Check every line of the material for the word "rocky". Copy those that have it.

## Excerpted records
.....

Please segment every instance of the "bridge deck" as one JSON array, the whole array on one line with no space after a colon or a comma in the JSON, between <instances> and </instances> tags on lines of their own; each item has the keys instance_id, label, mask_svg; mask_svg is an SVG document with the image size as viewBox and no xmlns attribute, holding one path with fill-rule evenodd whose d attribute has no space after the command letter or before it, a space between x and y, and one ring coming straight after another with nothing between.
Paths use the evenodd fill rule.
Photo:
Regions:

.....

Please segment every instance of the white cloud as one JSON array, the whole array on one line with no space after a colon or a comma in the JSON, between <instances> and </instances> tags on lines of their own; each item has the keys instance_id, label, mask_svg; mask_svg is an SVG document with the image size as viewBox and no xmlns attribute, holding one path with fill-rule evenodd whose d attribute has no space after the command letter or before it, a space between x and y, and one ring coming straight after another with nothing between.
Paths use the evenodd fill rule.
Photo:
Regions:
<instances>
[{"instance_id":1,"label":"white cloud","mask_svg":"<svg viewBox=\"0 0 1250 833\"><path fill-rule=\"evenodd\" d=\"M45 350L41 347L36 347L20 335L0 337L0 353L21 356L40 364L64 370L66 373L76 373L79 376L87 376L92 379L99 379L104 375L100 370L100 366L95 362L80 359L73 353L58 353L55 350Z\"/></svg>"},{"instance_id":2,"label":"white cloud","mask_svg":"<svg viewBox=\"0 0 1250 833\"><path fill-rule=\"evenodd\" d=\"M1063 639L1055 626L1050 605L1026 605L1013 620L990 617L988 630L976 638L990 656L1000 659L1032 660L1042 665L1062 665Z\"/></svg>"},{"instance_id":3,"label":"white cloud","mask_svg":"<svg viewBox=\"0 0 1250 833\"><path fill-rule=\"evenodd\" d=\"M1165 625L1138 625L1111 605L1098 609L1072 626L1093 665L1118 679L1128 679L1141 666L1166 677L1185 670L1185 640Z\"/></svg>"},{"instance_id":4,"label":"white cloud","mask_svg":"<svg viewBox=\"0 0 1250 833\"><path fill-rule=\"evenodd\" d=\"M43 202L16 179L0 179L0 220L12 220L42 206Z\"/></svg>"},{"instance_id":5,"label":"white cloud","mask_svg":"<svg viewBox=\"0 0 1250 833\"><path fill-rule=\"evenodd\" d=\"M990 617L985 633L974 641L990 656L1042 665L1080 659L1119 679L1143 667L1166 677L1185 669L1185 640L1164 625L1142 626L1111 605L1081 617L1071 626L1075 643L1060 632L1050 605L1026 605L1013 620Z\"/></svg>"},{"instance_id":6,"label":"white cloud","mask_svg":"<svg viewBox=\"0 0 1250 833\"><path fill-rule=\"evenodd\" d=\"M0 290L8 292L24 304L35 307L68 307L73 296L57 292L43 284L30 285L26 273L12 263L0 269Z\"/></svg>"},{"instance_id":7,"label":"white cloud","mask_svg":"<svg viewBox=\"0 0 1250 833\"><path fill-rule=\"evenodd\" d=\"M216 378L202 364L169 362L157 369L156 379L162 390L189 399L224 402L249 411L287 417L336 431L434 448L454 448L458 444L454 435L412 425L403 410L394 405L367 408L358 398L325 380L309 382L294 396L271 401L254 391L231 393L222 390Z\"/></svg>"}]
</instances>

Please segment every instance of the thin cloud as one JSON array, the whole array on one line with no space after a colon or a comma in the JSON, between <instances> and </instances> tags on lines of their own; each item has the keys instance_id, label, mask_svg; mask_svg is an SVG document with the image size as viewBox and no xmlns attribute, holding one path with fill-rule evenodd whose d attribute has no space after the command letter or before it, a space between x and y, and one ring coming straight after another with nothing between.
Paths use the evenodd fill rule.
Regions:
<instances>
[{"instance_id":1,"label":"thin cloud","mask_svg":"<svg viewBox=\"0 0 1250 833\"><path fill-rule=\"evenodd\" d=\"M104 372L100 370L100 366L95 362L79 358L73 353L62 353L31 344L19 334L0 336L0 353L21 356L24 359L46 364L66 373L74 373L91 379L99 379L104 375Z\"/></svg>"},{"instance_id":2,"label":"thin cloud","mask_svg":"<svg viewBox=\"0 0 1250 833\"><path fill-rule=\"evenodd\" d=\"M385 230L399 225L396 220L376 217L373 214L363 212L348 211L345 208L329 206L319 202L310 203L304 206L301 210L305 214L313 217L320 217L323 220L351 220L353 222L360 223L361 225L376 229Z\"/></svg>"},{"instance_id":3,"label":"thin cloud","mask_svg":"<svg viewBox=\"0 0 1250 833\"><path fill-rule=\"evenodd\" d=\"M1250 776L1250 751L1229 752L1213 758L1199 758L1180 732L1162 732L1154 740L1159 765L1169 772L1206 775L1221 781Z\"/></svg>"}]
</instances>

.....

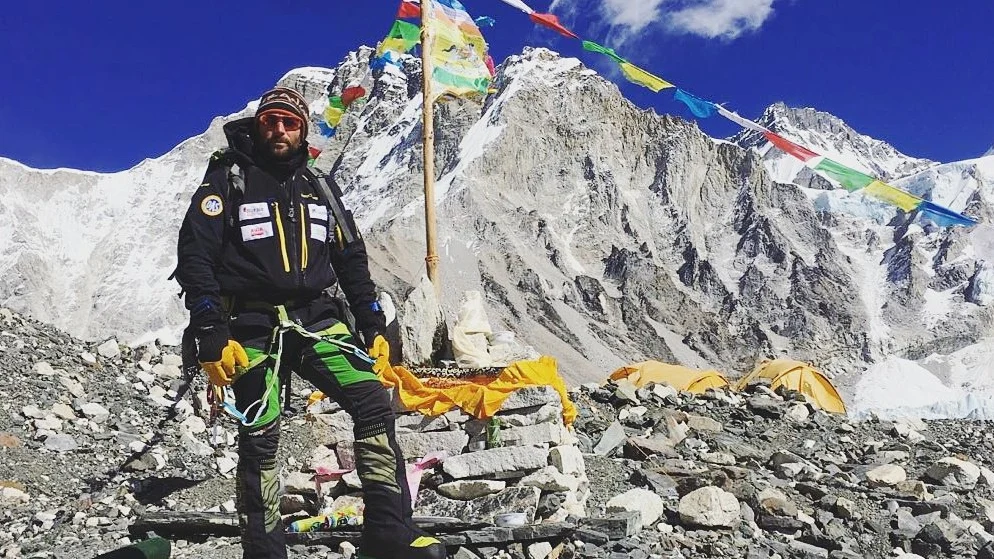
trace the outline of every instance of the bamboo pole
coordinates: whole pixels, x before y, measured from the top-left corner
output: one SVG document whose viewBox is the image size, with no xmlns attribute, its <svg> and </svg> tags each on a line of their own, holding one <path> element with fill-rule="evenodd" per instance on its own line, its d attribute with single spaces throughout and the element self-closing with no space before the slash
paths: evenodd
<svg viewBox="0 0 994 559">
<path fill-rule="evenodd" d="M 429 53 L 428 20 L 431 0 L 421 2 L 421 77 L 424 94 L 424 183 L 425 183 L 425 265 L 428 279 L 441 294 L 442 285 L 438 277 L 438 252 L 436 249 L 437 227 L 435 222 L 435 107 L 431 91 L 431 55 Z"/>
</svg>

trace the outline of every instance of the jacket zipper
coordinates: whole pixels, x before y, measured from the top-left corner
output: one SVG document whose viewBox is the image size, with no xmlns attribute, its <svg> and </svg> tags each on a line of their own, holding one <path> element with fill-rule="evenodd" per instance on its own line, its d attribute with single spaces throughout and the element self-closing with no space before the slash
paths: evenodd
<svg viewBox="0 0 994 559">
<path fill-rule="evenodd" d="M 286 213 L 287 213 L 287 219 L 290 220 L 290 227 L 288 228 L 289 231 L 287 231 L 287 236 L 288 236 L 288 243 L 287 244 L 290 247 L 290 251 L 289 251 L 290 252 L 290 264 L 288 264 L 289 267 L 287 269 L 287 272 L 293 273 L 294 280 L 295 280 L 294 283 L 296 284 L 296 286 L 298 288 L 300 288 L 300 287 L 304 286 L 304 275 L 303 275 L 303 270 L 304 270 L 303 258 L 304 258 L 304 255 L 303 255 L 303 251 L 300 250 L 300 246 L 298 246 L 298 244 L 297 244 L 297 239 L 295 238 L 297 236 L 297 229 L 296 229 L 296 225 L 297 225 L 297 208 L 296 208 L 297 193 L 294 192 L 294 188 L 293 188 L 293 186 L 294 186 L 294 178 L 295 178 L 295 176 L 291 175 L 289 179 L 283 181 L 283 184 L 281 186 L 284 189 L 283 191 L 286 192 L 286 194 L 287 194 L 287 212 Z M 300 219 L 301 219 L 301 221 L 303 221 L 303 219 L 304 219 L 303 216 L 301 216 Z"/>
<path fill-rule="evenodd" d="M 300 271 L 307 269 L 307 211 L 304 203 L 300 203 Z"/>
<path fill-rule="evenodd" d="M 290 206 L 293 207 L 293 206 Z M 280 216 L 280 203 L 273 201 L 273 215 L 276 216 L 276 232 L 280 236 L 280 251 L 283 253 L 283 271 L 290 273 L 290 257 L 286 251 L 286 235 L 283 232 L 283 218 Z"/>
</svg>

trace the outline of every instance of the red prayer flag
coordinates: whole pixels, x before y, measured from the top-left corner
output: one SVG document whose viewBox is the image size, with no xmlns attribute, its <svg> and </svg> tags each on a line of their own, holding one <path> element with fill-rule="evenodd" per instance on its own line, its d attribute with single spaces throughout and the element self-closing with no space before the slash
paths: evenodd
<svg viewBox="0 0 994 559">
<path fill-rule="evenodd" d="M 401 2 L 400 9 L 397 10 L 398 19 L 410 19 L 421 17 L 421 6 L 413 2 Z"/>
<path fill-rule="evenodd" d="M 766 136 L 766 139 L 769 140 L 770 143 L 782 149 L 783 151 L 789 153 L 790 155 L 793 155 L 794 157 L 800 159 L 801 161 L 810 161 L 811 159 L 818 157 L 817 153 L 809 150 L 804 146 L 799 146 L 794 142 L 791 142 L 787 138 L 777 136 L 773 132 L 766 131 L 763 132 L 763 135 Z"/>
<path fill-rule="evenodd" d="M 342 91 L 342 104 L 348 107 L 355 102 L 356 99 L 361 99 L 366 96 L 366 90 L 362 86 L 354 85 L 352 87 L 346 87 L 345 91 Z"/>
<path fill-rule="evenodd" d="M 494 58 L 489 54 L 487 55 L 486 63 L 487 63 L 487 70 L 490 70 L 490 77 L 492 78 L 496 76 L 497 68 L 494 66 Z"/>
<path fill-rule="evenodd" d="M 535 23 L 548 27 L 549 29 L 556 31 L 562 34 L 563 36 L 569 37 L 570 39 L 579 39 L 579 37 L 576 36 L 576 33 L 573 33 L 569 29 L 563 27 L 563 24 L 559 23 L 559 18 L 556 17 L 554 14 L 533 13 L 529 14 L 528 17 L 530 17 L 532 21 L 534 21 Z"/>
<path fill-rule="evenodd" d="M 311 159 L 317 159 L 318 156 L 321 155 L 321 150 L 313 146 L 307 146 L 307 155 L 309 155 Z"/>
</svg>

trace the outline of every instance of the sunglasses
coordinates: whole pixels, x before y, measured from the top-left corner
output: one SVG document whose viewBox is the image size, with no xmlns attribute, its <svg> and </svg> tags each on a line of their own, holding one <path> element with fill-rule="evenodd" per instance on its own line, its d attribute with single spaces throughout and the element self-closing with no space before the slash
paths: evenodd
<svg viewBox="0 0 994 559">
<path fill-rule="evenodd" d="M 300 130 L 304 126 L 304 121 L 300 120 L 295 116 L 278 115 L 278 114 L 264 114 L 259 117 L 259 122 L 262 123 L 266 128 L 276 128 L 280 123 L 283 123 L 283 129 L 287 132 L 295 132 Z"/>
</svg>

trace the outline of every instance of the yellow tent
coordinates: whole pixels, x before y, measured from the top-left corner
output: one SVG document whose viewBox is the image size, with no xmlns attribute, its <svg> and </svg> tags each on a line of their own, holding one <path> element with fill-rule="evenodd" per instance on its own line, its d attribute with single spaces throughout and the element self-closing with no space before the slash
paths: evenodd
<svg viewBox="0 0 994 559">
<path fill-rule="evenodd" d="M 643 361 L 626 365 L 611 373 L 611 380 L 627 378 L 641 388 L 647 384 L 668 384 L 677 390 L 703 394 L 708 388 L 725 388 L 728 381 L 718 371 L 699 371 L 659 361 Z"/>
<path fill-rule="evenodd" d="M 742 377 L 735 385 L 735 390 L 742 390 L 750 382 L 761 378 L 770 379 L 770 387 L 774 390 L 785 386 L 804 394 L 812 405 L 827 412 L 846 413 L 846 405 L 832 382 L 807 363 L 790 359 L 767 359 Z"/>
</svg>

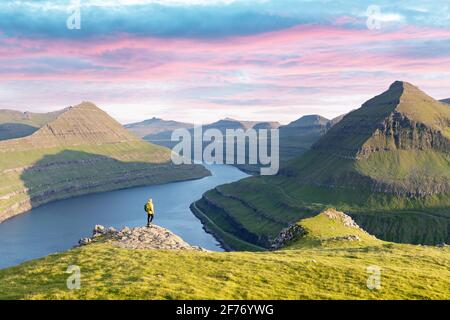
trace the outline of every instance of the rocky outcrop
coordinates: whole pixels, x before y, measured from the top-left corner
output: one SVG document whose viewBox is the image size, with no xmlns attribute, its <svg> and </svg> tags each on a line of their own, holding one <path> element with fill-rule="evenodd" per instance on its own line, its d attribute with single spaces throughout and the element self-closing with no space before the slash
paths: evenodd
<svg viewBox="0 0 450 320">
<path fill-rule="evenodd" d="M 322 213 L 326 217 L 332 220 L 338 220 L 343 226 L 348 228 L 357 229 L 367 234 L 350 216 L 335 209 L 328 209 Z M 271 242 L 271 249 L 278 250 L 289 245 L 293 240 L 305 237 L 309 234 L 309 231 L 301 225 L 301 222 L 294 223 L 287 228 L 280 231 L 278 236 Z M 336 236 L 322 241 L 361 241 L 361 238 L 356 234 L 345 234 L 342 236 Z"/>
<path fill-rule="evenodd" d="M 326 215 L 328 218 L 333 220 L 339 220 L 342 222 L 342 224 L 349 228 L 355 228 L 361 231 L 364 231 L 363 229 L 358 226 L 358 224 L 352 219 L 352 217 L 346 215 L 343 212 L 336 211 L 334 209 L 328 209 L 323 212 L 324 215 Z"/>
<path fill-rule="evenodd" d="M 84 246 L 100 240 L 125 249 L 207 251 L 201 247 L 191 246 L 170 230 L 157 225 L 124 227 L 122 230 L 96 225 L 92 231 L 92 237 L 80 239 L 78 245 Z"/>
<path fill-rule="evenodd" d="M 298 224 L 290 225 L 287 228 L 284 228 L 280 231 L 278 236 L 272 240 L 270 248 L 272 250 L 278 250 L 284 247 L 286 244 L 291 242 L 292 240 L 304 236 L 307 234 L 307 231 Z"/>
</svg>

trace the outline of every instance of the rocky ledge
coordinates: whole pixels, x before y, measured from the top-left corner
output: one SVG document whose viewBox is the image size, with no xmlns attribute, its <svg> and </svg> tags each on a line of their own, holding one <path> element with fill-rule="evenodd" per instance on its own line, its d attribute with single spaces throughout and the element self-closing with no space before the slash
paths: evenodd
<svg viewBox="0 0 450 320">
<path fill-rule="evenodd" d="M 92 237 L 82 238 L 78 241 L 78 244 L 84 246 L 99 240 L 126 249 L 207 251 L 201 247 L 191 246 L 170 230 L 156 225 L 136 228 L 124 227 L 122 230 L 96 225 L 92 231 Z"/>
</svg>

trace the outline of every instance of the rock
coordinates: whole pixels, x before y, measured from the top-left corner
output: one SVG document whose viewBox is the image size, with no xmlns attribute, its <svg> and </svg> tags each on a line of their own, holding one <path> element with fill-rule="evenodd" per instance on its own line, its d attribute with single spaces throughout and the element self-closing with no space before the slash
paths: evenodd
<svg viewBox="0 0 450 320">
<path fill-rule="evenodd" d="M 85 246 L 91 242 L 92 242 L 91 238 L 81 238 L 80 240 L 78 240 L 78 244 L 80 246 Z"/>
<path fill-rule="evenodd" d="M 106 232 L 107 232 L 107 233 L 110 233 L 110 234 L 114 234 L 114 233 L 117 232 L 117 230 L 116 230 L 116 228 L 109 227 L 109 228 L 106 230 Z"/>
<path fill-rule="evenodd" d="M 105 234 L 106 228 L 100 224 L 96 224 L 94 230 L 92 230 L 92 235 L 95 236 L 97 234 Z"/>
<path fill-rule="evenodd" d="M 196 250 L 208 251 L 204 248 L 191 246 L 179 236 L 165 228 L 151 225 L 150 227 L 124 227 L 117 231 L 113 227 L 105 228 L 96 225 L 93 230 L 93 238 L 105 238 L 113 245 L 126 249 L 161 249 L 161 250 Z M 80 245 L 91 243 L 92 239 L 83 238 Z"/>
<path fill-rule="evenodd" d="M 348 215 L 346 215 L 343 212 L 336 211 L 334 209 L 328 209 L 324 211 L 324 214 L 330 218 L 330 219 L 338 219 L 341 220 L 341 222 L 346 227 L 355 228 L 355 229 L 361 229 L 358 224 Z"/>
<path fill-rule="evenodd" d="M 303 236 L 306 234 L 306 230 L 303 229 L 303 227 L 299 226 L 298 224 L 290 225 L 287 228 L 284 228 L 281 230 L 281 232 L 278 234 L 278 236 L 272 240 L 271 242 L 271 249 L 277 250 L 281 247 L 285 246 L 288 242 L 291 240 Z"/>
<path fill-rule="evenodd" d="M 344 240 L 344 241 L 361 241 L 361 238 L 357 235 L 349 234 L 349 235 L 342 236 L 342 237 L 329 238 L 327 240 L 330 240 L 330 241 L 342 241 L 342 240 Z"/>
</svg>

.....

## Task result
trace the outline of every instance of the rocky outcrop
trace the outline of every instance of the rocky ledge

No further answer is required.